What you will do: Repeat exactly the lines from the line containing "the brown canvas" to the last line of the listing, including both.
+++ Supplied material
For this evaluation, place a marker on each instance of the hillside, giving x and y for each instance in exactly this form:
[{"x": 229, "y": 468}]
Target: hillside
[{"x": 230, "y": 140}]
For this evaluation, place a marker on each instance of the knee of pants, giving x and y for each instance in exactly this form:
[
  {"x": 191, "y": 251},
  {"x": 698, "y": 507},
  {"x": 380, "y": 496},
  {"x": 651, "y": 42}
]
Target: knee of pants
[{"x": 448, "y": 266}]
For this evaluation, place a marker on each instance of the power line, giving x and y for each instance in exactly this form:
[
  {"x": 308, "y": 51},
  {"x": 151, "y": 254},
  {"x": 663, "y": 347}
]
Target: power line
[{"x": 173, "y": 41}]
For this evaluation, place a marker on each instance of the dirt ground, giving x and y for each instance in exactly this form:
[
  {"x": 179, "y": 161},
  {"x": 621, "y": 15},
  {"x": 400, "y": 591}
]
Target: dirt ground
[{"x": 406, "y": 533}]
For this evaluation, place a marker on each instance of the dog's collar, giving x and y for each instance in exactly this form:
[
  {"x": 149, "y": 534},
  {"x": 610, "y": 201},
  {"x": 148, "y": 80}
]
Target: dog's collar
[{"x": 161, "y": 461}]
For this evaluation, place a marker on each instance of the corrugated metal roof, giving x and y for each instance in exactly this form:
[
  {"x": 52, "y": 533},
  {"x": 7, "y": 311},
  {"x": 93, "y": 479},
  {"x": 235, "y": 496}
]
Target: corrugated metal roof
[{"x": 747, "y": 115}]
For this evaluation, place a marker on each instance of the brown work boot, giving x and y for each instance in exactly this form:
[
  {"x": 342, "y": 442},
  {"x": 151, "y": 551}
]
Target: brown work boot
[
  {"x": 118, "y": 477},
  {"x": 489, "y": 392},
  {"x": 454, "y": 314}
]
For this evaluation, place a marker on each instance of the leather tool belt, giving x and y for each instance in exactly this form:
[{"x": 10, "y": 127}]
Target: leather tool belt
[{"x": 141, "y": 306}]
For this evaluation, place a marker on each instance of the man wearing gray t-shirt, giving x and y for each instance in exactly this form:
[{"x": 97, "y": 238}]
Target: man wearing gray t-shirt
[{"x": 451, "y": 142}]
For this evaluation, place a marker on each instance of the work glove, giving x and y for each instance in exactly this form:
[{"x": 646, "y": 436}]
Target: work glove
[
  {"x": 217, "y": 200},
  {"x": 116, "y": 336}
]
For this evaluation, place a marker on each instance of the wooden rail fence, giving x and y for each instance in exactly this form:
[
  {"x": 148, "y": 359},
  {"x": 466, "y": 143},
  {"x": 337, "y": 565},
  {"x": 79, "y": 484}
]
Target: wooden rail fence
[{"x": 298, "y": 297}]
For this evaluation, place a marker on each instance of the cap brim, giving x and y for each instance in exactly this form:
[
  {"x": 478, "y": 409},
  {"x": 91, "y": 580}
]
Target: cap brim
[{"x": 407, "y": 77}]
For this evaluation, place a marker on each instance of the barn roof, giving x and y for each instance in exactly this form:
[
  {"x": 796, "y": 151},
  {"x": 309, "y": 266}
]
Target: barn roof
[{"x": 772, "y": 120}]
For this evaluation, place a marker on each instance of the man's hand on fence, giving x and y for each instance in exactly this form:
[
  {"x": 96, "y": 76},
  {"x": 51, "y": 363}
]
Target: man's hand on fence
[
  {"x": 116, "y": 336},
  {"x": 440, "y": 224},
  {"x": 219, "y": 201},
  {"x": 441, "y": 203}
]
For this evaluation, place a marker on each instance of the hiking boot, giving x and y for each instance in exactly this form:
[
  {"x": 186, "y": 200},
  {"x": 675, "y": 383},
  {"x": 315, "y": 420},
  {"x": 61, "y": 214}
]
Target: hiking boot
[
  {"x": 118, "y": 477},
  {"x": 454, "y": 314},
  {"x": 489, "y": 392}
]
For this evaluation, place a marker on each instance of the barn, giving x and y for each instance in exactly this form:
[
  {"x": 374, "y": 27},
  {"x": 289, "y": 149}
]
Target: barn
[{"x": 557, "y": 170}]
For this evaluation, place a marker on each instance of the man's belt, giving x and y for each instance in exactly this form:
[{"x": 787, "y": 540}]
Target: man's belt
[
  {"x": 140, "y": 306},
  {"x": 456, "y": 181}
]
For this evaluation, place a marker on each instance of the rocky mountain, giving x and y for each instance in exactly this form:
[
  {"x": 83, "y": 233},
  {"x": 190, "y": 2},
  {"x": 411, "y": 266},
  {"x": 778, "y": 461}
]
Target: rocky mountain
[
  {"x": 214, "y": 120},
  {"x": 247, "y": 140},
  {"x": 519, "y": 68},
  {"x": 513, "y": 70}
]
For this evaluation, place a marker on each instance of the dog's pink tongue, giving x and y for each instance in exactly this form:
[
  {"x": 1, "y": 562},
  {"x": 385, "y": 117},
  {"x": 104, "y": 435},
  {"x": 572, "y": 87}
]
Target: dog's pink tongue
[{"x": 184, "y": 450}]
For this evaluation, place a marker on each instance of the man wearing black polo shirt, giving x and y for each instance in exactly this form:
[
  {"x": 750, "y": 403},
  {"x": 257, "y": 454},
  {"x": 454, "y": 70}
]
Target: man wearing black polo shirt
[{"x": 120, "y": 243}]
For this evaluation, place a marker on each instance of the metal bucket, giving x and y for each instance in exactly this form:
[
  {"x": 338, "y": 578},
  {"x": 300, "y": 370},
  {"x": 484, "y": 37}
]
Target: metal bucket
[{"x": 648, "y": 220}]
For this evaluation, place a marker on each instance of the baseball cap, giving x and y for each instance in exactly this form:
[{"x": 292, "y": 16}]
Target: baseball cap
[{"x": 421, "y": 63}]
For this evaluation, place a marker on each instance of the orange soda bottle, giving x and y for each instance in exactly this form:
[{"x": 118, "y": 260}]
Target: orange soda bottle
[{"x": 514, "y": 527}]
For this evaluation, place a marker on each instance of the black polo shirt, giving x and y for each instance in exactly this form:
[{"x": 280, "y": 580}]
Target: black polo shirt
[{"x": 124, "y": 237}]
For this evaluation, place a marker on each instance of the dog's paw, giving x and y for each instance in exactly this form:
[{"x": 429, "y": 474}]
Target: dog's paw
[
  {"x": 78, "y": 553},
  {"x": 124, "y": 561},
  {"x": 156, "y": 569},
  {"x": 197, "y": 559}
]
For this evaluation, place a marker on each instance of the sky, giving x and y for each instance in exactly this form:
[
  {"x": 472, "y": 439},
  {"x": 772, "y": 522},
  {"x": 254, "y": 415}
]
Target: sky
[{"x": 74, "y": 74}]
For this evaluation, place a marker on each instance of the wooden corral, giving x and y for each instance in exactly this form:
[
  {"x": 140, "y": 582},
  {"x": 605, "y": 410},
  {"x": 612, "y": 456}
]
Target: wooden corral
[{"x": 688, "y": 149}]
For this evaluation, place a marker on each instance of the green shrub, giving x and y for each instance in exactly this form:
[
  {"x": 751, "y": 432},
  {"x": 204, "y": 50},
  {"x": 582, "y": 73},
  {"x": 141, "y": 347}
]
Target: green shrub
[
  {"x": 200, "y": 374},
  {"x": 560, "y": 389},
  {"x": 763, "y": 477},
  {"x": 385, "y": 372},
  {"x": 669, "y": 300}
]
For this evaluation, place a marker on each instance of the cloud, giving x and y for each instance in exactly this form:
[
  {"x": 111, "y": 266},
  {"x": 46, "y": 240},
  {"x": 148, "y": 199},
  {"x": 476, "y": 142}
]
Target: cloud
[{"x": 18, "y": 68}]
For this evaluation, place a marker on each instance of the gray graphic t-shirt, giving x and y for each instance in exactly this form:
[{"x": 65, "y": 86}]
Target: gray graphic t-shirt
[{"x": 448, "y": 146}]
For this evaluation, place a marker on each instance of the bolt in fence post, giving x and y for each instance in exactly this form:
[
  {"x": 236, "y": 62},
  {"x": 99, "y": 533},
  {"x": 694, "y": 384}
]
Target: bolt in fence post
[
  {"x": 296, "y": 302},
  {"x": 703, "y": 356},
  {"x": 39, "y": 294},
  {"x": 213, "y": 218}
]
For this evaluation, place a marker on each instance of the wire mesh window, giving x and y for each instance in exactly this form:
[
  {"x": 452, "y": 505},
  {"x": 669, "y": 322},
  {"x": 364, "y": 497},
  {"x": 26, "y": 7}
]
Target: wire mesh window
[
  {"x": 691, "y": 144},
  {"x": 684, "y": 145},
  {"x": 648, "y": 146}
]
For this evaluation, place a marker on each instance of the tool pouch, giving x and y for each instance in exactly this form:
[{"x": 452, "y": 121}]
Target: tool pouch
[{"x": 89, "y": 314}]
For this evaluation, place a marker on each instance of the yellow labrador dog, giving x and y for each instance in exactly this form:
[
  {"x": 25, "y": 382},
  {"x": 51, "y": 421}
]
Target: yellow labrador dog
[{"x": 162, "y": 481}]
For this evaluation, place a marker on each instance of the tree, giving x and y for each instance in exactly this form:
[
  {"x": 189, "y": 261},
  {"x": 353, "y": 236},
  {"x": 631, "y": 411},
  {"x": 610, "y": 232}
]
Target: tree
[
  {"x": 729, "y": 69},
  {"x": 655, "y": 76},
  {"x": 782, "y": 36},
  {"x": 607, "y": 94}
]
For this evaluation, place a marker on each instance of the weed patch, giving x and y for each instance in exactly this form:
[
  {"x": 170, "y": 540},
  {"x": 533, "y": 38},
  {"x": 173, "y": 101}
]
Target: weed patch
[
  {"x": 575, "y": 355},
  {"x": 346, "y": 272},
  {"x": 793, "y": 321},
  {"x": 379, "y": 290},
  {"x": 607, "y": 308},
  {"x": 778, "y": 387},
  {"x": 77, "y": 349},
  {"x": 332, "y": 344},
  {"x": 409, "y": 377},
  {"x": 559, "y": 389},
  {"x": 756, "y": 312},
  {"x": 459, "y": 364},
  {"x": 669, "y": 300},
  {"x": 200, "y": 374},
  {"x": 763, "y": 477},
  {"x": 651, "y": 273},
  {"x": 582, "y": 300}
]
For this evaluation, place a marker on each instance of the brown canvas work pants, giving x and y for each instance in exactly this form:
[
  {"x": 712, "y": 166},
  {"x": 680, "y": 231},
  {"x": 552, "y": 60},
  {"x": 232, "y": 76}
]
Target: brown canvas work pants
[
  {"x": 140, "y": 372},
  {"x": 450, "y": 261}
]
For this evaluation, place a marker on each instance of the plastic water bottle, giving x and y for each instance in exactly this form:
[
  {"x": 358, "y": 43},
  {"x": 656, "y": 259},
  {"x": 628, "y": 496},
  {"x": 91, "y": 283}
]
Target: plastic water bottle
++++++
Written response:
For this evaluation, place a marker on each instance of the brown canvas work pants, giving x and y for each instance in exactly this form:
[
  {"x": 712, "y": 166},
  {"x": 680, "y": 231},
  {"x": 552, "y": 60},
  {"x": 232, "y": 76}
]
Target: brown canvas work pants
[
  {"x": 140, "y": 372},
  {"x": 450, "y": 261}
]
For this evaluation, place a marker on each instance of the plastic water bottle, giving x and y for each instance in exactly this form:
[
  {"x": 358, "y": 43},
  {"x": 656, "y": 259},
  {"x": 628, "y": 496},
  {"x": 91, "y": 283}
]
Target: plastic water bottle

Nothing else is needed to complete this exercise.